▸ **Required work**: Please give each line of the records below as a JSON list of strings, one string per line, with blank lines left out.

* Begin *

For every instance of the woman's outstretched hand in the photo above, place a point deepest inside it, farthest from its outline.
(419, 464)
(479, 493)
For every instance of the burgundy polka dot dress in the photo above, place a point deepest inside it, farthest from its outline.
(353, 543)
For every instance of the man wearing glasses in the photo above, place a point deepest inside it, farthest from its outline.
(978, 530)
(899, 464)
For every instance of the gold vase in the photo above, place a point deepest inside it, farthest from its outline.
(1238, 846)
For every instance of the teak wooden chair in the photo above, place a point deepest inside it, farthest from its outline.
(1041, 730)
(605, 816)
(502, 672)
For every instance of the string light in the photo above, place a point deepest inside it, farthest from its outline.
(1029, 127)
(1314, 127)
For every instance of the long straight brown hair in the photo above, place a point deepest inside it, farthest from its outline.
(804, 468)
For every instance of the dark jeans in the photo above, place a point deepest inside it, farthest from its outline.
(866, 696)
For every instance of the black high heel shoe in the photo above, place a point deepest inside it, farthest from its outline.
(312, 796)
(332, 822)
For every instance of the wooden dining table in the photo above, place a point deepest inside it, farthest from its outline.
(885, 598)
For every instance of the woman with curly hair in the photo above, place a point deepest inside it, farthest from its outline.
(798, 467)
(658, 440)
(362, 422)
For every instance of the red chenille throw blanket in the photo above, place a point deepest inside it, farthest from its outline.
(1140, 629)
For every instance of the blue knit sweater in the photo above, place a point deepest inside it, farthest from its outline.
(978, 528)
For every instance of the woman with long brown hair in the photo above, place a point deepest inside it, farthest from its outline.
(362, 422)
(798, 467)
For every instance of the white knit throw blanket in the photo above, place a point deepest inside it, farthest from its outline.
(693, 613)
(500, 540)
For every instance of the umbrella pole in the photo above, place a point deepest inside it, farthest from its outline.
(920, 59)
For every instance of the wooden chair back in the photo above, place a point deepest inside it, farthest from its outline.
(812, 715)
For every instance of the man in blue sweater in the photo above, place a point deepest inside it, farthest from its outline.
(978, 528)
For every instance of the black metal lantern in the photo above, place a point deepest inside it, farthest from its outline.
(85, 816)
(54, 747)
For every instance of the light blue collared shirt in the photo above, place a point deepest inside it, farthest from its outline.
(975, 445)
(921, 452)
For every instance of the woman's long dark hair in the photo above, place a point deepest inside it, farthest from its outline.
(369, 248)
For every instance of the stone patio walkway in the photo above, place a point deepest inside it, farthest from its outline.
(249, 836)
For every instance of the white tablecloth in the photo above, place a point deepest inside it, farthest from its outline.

* End *

▸ **Task result**:
[
  "For every instance of the woman's outstretched hand in the photo above, place a point deepest inside it, farthest from its outline.",
  "(419, 464)",
  "(479, 493)",
  "For every instance of the burgundy polka dot dress in the photo above, place a point deepest inside it, farthest from its outline.",
  "(353, 543)",
  "For every instance of the man wearing glasses in the photo above, place a point deepest inside it, farthest from its outline.",
  "(978, 530)",
  "(899, 464)",
  "For every instance of the gold vase in the photo above, place a point deepest inside it, farthest from its outline.",
  "(1238, 846)",
  "For every instance of the teak wooden chair in the photo above, place a point deepest inside it, farthest from its outline.",
  "(1041, 730)",
  "(605, 816)",
  "(502, 672)",
  "For every instance of the string light in the photo above, place a point deepest inside it, farthest from its outline.",
  "(1029, 127)",
  "(1314, 127)",
  "For every instance of the long straight brown hair in the photo above, place a point deepest inside it, farthest from its outline.",
  "(804, 468)",
  "For every instance of the dark jeans in the photo above, place a point deepest inside it, farthest from its outline.",
  "(866, 696)",
  "For every instance of the black high heel shoe in the photo above, place a point deepest inside it, farthest from its outline.",
  "(312, 796)",
  "(332, 822)",
  "For every instance of the wooden dining table in the photo above, place a point deepest inside it, farthest from its outline.",
  "(885, 598)",
  "For every instance of the woman with curly hair in the photo above, place a point deepest inside it, farthest from its outline.",
  "(798, 467)",
  "(658, 440)",
  "(362, 422)",
  "For every instance of the red chenille throw blanket in the photo above, place a point deepest inside it, farthest from its outline.",
  "(1140, 629)",
  "For every instance of the blue knit sweater in the photo above, place a point deepest inside it, farthest from its outline.",
  "(978, 528)",
  "For every instance of the woman with long brown hair in the photo above, place a point deepest inside it, farthest from its outline.",
  "(362, 422)",
  "(798, 467)",
  "For every instance of the white knit throw blanket in the photo above, place a point deepest inside it, farthest from its outline.",
  "(693, 613)",
  "(500, 540)",
  "For every instance of the umbrella pole in the photo above, place a point deepest inside it, farthest from its outline.",
  "(920, 59)",
  "For every instance of the wooden chair back in the photo above, place a point deepest inside it, farthest from its outline.",
  "(812, 715)",
  "For every instance of the man in blue sweater in the photo above, place a point deepest inside it, farthest from its outline.",
  "(978, 528)",
  "For every instance of the black metal lantern in the photo above, place a point deepest inside it, farthest from its outline.",
  "(85, 816)",
  "(54, 747)",
  "For every instance of the light blue collared shirt in the photo above, place a point deepest inside it, farthest from its outline.",
  "(975, 445)",
  "(921, 452)",
  "For every instance of the woman's long dark hair in the photo above, place a point deepest inside it, farthest from its outline.",
  "(369, 248)",
  "For every instance of the stone patio walkway in the photo above, place a point deepest inside it, farthest from its outline.",
  "(249, 836)",
  "For every instance of the white tablecloth in the photo above, place a point deepest inside it, farthest from its outline."
]